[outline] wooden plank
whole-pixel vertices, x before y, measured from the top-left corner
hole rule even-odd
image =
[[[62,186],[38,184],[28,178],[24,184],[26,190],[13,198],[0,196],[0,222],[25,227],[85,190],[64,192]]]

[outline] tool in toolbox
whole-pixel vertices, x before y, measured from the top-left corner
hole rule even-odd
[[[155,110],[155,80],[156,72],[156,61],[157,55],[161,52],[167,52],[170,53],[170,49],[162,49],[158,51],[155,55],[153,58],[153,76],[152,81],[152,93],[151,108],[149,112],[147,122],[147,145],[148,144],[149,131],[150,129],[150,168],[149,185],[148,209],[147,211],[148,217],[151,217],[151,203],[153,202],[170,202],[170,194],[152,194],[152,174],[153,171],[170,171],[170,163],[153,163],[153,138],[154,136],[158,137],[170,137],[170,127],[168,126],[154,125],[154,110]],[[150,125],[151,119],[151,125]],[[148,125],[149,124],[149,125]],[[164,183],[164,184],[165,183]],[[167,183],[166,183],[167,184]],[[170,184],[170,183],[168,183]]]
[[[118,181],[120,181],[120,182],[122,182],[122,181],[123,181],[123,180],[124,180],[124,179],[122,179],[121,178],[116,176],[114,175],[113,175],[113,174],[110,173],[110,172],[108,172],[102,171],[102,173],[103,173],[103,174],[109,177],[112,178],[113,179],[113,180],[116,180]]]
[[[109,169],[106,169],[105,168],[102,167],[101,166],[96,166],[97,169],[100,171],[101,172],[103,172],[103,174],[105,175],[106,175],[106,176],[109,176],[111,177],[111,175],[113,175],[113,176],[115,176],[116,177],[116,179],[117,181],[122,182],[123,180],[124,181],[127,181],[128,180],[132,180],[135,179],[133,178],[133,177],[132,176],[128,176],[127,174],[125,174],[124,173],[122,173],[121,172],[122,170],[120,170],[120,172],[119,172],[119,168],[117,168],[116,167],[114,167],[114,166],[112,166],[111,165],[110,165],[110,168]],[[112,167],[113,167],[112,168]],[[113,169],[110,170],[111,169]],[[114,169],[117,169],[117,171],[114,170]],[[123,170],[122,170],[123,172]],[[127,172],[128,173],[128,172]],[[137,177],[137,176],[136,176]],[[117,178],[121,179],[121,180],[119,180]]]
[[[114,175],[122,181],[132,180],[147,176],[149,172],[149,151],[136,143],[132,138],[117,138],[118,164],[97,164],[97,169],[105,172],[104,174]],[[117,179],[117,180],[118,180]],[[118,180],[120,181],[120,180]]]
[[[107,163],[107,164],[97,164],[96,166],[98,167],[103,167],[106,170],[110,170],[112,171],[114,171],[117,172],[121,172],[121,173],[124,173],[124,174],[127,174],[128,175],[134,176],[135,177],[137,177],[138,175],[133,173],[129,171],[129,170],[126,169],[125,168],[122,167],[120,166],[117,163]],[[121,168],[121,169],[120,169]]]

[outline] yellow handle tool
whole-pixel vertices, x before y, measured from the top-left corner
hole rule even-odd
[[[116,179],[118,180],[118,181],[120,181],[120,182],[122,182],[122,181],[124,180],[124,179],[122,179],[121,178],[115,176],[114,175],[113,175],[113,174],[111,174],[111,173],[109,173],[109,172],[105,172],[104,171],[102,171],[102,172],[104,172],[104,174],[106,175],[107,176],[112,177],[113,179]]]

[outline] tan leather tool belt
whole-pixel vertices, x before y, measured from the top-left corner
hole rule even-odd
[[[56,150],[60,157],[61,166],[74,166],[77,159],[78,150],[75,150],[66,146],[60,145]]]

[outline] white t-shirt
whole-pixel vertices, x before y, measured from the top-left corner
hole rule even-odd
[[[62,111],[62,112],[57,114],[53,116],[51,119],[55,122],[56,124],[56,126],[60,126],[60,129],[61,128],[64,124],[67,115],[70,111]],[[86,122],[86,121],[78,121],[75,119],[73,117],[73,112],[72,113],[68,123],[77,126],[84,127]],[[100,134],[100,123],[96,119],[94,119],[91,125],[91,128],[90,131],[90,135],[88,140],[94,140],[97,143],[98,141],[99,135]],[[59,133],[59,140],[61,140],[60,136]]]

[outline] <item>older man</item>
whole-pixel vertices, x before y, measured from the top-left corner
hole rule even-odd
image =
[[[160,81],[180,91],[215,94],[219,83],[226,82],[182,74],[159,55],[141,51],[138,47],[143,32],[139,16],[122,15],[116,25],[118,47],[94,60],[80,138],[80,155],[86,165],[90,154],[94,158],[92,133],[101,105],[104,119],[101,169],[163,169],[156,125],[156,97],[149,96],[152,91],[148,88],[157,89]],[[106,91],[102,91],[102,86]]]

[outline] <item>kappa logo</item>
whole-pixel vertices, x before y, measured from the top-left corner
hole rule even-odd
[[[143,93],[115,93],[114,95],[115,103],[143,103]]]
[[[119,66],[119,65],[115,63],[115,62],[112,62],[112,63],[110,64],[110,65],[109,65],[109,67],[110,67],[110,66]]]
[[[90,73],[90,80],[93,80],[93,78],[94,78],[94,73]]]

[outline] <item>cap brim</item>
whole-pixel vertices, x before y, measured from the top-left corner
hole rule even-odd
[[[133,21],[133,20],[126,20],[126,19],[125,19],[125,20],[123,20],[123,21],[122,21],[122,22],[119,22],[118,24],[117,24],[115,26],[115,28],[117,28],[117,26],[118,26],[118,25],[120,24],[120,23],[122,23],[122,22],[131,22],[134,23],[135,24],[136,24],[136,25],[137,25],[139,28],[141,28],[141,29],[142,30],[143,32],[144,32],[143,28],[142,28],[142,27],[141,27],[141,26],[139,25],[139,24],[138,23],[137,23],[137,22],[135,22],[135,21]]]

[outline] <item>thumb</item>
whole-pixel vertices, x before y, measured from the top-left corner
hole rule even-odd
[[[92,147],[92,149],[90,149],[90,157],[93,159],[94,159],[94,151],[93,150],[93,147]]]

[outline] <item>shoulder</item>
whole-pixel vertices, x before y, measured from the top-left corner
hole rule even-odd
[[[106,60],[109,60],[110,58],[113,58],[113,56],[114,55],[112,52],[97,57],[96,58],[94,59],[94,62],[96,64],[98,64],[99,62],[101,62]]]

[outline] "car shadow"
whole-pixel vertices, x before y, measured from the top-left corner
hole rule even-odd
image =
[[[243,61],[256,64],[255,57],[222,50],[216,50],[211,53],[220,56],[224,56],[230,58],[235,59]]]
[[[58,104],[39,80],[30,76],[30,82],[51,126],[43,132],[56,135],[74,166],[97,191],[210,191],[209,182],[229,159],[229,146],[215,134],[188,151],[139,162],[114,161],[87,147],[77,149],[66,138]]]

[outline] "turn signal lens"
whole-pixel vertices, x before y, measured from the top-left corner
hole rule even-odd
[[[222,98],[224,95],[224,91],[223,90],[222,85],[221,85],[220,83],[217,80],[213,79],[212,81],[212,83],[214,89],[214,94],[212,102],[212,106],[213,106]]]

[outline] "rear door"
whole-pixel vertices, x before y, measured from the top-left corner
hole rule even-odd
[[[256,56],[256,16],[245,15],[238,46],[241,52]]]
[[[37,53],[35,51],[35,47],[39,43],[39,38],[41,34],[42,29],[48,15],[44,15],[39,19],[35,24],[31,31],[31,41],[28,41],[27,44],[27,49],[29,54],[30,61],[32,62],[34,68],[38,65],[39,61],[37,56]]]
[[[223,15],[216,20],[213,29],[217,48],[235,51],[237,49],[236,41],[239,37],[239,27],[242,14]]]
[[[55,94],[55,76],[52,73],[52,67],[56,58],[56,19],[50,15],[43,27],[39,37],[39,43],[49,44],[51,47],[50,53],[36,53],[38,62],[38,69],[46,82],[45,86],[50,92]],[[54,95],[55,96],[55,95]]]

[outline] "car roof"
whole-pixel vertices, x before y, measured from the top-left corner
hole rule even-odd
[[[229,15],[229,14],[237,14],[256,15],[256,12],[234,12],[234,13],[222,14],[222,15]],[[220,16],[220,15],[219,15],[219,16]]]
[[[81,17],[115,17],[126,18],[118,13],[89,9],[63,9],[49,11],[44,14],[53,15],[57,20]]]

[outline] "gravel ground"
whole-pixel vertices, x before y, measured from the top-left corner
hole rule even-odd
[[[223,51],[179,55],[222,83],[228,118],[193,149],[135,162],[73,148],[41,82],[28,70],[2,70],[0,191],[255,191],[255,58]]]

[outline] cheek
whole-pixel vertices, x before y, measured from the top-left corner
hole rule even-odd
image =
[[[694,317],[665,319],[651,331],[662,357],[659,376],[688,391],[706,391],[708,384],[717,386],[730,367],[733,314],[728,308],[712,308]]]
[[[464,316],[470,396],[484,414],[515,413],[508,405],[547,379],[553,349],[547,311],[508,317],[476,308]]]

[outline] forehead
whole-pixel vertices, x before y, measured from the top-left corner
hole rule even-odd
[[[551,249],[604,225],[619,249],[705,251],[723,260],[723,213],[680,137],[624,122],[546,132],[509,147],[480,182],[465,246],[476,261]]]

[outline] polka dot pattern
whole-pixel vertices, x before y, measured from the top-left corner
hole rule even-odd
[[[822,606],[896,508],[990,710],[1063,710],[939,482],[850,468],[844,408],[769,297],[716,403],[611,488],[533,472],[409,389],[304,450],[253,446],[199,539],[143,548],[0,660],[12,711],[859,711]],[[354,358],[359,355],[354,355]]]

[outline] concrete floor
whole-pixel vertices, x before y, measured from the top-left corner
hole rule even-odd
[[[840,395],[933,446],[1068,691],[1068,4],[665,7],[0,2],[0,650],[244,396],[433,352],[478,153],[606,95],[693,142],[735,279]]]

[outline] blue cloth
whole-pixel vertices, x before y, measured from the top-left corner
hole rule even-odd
....................
▶ **Job**
Transcribe word for word every line from the one containing "[outline] polka dot pattern" through the last of the lines above, both ends included.

▶ **Answer to the exercise**
[outline] polka dot pattern
whole-pixel vertices, x before y, measured from the top-left corner
hole rule even-odd
[[[822,606],[896,508],[990,710],[1063,710],[939,482],[850,468],[844,408],[769,297],[716,403],[611,488],[533,472],[409,389],[304,450],[253,446],[199,539],[143,548],[0,660],[12,711],[859,711]],[[354,358],[359,355],[354,355]]]

[outline] concrete floor
whole-pixel vertices, x before y, measured from the top-left corner
hole rule even-odd
[[[840,395],[933,446],[1068,691],[1068,4],[665,7],[0,2],[0,650],[244,396],[433,352],[478,153],[606,95],[693,142],[735,279]]]

[outline] blue cloth
whole-pixel vertices, x before y, measured from the top-left corner
hole rule even-odd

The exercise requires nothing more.